Testo proposto:

- - -

Il precetto Niente è per sempre è di tipo morale: si è liberi perché senza vincoli. Ma senza vincoli non si può vivere perché tutti hanno bisogno del fornaio e degli affetti. Come risolvere il problema? La soluzione è già contenuta nel precetto. Il provvisorio al posto del permanente, il discontinuo al posto del continuo, l’intervallo al posto della ripetizione sono temporalità che esigono rotture continue della durata. Perciò la noia incombe sulla vita del mediatizzato. E allora è bene cambiare fornaio e cambiare affetti. Dopodiché cambiare ancora. Ci si trova così in una incresciosa situazione: Niente è per sempre è Per sempre. Torna il tempo ciclico. Che ovviamente non è quello della regolarità stagionale con le sue attese e le sue attività produttive. È il tempo ciclico del consumo con le sue spese e le sue attività riproduttive: l’apericena e la discoteca, la vacanza e la festa, la movida, il concerto. È il tempo disimpegnato dei rentier. Dei giovani agiati che spendono e spandono i soldi guadagnati dai genitori. È il tempo a cui aspirano i giovani meno agiati che lavorano nei locali notturni frequentati dai coetanei più fortunati e di quelli che li riforniscono di droga.

- - -

Dati estratti:
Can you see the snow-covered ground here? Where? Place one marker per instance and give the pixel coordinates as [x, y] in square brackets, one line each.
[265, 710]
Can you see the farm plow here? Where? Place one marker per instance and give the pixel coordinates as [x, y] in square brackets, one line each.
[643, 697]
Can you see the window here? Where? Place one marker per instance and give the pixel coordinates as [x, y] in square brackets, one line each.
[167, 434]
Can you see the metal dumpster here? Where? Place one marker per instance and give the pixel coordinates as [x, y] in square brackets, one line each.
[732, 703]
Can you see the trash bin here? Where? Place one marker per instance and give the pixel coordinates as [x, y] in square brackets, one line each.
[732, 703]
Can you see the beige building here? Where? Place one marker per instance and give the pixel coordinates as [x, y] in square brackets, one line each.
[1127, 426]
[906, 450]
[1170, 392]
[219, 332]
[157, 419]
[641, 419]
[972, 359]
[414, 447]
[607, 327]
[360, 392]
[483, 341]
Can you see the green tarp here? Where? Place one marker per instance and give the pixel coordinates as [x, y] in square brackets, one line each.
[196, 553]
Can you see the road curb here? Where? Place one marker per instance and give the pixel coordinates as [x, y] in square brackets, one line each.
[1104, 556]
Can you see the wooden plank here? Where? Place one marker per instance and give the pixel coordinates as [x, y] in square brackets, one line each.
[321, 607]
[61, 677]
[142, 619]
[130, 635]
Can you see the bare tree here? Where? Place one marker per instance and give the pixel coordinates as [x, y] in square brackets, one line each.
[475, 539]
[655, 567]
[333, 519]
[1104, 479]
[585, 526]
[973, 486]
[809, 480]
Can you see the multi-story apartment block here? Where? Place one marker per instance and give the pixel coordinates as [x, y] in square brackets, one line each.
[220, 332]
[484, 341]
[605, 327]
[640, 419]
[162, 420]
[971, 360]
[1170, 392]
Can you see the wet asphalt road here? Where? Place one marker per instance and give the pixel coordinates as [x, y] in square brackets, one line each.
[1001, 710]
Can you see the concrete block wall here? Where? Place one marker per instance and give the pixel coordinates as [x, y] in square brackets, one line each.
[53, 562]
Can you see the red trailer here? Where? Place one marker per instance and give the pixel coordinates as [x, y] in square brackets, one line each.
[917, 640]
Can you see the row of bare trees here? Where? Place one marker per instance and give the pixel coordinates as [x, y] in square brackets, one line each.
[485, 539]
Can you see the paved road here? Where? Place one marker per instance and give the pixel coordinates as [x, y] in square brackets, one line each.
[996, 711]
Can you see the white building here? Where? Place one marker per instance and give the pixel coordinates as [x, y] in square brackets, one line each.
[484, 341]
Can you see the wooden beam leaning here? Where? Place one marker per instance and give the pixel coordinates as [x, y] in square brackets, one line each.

- - -

Esercizi:
A: Rispondi alle domande sul brano dedicato al precetto «Niente è per sempre».
(i) Perché, secondo il brano, non si può vivere senza vincoli?
(ii) Che cosa incombe sulla vita del mediatizzato?
(iii) Quali attività vengono indicate come proprie del tempo ciclico del consumo?
B: Scrivi il seguito del brano dedicato al precetto «Niente è per sempre», partendo dopo la sua ultima frase.
I dati provengono da un'altra fonte.

Soluzioni:
A:
(i) Perché tutti hanno bisogno del fornaio e degli affetti.
(ii) La noia.
(iii) L'apericena e la discoteca, la vacanza e la festa, la movida, il concerto.

B:
Nella realtà industriale di ieri il nientesemprismo non avrebbe avuto la stessa presa sul senso comune che ha oggi perché il tempo aveva traiettorie definite (scuola, lavoro, pensione) e divisioni altrettanto definite (tempo libero, tempo di lavoro). Nella società in transizione dei nostri giorni traiettorie e divisioni tendono a convergere in un’unica dimensione: la prestazione occasionale. Poiché le occasioni sono scarse nella realtà e abbondanti nei mondi delle apparenze, Niente è per sempre comporta per l’individuo: un costante lavoro di ricerca delle opportunità; l’impegno per sfruttare tali opportunità; una strategia per trovare nuove opportunità. Questo circuito che in tanti devono percorrere è accompagnato dal refrain: dimenticati il posto fisso. Di solito tali coristi sono dei mini-ulisse che hanno colto l’opportunità e sono arrivati in alto: il celebre cantante, il giornalista affermato, il famoso esperto. Tutti insieme invitano i giovani a lavorare gratis per muovere i primi passi nel mondo della produzione e presentano la workation (il lavoro associato alla vacanza) come una moda da seguire per sentirsi parte della tribù dei Millennial o della Gen Z. È una questione di stati danimo. In fondo anche uno schiavo può essere felice se non ha coscienza della propria schiavitù.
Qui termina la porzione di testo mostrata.